■ **Objective**
Set down the line that contains "Question. For every instance of the asphalt" and every line after it to the end of the entries, exactly as they stand and nothing more.

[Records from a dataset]
========================================================================
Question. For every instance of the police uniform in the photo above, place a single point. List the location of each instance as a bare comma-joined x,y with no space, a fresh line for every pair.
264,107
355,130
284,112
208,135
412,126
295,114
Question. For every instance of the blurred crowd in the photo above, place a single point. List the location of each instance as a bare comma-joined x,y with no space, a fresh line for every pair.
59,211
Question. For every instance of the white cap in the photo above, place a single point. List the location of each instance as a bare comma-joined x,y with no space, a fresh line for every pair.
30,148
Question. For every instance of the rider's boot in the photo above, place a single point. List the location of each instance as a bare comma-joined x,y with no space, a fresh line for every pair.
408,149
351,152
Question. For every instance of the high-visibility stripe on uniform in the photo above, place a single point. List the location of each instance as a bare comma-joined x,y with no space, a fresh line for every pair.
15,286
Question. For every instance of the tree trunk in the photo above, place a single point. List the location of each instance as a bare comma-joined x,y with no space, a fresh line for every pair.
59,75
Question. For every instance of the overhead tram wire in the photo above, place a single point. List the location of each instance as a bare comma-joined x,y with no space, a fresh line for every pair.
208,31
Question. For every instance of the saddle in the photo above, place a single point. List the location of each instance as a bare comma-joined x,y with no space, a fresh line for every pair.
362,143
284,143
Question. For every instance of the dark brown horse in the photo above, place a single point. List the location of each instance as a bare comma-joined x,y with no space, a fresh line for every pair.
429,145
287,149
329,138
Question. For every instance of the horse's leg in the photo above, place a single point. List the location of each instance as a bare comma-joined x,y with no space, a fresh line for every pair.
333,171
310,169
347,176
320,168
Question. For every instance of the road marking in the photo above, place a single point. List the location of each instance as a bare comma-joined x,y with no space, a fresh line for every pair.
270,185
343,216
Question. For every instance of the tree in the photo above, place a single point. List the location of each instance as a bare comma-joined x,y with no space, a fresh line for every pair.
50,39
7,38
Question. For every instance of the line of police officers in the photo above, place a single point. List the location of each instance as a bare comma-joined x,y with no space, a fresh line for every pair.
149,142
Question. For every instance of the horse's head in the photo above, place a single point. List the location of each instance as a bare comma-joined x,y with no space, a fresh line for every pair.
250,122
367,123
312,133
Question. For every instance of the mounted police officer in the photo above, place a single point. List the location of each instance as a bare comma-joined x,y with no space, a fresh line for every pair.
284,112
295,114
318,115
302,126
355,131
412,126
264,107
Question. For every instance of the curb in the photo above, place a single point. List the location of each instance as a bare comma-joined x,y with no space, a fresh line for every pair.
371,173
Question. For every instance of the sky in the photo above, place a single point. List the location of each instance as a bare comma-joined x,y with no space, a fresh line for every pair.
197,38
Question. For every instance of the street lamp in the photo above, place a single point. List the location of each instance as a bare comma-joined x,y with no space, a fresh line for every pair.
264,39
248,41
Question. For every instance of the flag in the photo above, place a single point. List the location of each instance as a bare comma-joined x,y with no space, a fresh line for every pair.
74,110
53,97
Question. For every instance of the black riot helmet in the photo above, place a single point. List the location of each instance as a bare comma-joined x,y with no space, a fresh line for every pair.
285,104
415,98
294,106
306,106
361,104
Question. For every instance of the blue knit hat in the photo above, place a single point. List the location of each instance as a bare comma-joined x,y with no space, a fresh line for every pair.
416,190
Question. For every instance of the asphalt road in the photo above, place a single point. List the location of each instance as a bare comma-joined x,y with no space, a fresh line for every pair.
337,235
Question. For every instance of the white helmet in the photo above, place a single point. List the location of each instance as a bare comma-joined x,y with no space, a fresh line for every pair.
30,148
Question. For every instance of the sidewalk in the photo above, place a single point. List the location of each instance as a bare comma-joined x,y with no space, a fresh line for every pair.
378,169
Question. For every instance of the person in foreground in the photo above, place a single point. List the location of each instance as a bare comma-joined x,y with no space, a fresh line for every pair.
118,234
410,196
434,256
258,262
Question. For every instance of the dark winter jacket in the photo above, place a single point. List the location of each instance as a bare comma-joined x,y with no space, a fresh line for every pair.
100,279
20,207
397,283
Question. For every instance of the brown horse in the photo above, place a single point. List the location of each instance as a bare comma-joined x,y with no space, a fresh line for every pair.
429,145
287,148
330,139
========================================================================
■ **Expected answer**
Question. For every instance of the asphalt road in the photo above, place a single point. List the location of each instance as a bare comma-joined x,y with no space, a fresh line for every pair.
337,235
Question. For every instance of the white helmet in the photo above, place a single point. List the location of each instance as a bare comma-joined x,y with no space, a fresh line for every pair.
30,148
Question. For every instance of the sidewalk in the photo above, place a single point. List the location of each instance as a bare comma-joined x,y with no space, a fresh line for every pair.
378,169
Question. For every instance of the person in foreground in the photo above, place a single point. List the location of each instance as a bare comma-joined x,y with no space, a fresh line for every pair.
118,234
410,196
434,256
258,262
Question. For every instance of the dark winter jacket in the photo above, place a single point. List the location of each instance as a bare comma-joined x,y with no space, a fresh line for every pair.
100,279
20,207
397,283
Question. For every instance of the brown horse in the photo above, place a single point. List the location of each instance as a bare comma-joined x,y with no space, a fresh line for every pair.
429,145
287,148
330,139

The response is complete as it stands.